What you need to do:
From the forum thread, reproduce word for word the passage between "## Tiamat (Apr" and "if you haven't.", inclusive.

I also enjoy singing. I've been teaching myself for almost a year now.

_As for writing_ I hope to expand what I can do with it. That's the reason I came here: to improve. Hopefully I can have fun doing it as well. I should have some work of mine posted soon, most of which is poetry.

P.S. Radiohead is extremely overrated.


----------



## Gilles (Apr 20, 2008)

Is that top 50 or what? And you're forgetting some?  I probably just find that weird since the number of bands that I have more than five songs of aren't even in the double digits.

Anyways, welcome to the forums, Absentia.


----------



## Absentia (Apr 20, 2008)

Gilles said:


> Is that top 50 or what? And you're forgetting some?  I probably just find that weird since the number of bands that I have more than five songs of aren't even in the double digits.
> 
> Anyways, welcome to the forums, Absentia.



Haha. Those are only my _favorite_ bands. There are many, many more I enjoy listening to. And thank you for the welcome.


----------



## Noirllyn (Apr 20, 2008)

Welcome to the forum.
I hope that you achieve here what you seek.
And I look forward to seeing you around the threads.


----------



## Absentia (Apr 20, 2008)

Thanks. I appreciate the welcome.


----------



## Tiamat (Apr 20, 2008)

Wow, we have two favourite bands in common, at least:  Dream Theater and the Beatles.  I used to like Iced Earth before Barlow quit and Tim Owens replaced him.  Very tragic.

But, in any event, welcome to the boards.  And check out Therion and In Flames if you haven't.

Dataset extract:
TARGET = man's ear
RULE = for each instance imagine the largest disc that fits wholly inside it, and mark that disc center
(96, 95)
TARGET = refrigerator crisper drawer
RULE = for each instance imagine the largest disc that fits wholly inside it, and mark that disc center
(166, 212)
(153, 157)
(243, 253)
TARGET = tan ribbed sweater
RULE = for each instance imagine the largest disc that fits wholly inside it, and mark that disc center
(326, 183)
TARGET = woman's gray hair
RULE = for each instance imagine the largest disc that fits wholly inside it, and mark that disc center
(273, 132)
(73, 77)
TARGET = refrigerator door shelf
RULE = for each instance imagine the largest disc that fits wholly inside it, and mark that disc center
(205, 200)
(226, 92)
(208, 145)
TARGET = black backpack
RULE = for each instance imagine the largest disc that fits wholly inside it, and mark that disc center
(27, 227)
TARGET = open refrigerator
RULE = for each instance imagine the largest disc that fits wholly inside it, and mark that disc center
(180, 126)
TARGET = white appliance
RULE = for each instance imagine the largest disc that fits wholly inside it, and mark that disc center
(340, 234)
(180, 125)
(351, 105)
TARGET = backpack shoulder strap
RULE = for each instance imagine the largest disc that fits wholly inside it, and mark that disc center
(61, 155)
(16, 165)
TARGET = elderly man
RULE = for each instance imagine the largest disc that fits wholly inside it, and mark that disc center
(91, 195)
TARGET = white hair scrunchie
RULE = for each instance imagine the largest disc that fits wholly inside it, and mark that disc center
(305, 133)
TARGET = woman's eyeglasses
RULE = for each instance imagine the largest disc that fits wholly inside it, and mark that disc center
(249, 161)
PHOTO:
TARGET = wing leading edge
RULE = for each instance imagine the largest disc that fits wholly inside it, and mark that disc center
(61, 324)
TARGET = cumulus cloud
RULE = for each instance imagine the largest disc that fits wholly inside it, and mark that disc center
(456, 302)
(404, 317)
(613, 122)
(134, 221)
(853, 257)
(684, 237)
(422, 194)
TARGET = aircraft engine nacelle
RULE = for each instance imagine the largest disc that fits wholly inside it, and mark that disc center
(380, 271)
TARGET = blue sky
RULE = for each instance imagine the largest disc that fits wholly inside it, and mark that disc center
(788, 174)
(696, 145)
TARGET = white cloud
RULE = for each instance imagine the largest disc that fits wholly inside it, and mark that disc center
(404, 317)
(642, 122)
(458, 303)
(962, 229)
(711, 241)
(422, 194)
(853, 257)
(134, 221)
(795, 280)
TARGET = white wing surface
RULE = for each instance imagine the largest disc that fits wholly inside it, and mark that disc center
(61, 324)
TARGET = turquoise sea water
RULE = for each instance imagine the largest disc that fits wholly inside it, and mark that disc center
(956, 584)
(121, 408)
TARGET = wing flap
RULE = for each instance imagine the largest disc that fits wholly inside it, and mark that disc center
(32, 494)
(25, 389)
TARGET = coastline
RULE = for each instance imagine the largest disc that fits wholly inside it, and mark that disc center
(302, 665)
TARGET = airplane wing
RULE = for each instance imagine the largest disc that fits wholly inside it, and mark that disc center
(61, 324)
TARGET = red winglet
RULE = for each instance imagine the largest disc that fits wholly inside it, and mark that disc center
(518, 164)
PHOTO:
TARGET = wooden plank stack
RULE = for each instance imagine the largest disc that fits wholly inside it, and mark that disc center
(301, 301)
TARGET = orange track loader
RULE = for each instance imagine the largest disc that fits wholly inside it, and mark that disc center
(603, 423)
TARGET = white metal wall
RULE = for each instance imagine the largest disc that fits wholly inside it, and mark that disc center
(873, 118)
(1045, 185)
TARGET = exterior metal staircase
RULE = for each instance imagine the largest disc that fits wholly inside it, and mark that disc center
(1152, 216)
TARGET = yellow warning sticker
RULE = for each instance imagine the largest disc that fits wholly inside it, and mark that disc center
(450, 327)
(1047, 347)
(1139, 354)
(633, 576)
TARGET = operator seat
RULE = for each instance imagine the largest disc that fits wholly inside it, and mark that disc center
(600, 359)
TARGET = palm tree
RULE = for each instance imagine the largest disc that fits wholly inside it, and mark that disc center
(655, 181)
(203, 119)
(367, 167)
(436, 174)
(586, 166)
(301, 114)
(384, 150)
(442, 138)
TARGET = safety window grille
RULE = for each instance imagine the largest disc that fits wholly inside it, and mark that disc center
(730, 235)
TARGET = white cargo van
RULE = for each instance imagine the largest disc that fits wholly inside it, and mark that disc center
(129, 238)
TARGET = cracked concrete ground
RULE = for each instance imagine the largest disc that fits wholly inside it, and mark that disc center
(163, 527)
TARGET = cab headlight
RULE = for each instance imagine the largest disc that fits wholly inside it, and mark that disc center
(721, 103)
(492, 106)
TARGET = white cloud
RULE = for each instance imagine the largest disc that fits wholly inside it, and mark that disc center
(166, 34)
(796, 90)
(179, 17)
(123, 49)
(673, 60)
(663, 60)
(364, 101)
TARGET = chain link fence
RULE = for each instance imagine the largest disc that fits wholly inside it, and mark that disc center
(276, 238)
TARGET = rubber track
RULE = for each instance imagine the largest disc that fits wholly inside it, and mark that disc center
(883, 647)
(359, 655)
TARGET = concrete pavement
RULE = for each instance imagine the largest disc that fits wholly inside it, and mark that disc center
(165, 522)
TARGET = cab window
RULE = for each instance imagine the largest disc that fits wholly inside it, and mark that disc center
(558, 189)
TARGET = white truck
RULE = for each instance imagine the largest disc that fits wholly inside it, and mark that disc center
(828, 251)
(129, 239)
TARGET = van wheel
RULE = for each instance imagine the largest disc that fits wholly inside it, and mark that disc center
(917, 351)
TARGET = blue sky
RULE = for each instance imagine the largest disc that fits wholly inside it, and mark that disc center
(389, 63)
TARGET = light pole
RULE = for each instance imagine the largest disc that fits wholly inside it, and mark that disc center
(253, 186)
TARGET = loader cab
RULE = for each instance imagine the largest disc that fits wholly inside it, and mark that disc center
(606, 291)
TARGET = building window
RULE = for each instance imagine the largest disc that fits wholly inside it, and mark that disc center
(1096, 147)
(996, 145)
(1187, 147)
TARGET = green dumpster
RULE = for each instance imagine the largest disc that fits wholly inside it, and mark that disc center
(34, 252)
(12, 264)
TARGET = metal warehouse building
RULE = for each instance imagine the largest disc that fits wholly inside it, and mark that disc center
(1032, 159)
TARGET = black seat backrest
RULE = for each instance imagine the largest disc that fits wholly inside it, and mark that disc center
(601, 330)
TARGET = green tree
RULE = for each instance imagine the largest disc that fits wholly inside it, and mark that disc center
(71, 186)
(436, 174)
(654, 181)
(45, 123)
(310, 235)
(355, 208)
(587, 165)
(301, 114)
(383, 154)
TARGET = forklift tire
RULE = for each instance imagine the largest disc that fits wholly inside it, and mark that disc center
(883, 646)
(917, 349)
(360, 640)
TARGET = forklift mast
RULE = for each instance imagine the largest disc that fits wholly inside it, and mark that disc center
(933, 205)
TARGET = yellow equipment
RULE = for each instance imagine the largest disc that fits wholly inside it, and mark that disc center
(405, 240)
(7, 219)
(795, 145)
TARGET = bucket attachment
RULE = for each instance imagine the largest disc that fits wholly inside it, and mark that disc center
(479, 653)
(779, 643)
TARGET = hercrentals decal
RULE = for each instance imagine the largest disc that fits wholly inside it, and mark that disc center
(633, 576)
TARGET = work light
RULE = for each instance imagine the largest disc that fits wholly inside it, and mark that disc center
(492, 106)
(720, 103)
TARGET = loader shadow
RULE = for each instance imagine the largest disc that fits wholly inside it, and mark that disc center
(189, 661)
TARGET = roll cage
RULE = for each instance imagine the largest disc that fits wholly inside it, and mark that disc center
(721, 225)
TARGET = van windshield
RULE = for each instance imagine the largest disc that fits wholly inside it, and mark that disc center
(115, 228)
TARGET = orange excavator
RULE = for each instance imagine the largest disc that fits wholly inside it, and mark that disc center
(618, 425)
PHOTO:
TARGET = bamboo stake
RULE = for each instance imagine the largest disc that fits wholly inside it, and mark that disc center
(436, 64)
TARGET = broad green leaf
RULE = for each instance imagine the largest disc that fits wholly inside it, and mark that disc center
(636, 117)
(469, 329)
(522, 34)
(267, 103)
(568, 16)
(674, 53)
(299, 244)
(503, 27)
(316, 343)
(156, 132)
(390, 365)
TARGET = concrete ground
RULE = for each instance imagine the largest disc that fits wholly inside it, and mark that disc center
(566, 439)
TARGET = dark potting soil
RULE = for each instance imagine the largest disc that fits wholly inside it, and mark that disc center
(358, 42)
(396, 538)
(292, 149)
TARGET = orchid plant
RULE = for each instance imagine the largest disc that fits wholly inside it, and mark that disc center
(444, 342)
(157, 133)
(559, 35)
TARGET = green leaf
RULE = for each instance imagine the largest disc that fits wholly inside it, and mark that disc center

Solution to this problem:
## Tiamat (Apr 20, 2008)

Wow, we have two favourite bands in common, at least:  Dream Theater and the Beatles.  I used to like Iced Earth before Barlow quit and Tim Owens replaced him.  Very tragic.

But, in any event, welcome to the boards.  And check out Therion and In Flames if you haven't.